THE PROBLEM
Please give the number of lines in the records below where the word "rock" occurs, and nothing else.

DATA
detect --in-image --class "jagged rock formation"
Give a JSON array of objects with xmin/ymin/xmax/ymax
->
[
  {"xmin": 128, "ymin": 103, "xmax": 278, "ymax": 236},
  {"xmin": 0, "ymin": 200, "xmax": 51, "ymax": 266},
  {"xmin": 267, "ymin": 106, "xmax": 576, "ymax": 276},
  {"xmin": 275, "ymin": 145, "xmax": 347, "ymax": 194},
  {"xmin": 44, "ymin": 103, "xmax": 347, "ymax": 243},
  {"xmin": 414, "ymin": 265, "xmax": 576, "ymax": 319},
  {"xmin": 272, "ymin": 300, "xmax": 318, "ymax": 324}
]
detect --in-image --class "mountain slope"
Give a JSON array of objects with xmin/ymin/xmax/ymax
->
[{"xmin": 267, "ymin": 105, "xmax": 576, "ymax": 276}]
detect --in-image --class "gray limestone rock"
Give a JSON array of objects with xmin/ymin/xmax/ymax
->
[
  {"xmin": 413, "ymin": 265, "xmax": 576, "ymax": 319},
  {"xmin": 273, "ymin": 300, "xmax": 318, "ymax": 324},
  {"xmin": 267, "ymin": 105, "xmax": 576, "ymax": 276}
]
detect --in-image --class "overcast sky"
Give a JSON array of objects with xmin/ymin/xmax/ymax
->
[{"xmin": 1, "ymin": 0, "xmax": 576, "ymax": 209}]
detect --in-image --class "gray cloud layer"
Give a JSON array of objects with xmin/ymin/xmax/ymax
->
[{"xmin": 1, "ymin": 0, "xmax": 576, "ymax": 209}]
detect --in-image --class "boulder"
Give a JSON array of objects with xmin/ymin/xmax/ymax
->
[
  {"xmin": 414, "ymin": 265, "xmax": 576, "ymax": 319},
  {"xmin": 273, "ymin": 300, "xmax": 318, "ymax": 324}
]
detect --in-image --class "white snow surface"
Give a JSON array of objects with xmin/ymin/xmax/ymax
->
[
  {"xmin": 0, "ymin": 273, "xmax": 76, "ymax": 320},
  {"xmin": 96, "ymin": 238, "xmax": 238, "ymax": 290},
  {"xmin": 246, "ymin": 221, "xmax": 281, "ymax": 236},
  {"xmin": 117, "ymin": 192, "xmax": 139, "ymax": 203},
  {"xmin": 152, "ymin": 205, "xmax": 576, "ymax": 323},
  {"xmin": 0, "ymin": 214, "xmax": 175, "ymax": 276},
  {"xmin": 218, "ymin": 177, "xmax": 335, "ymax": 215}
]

EXPECTED ANSWER
2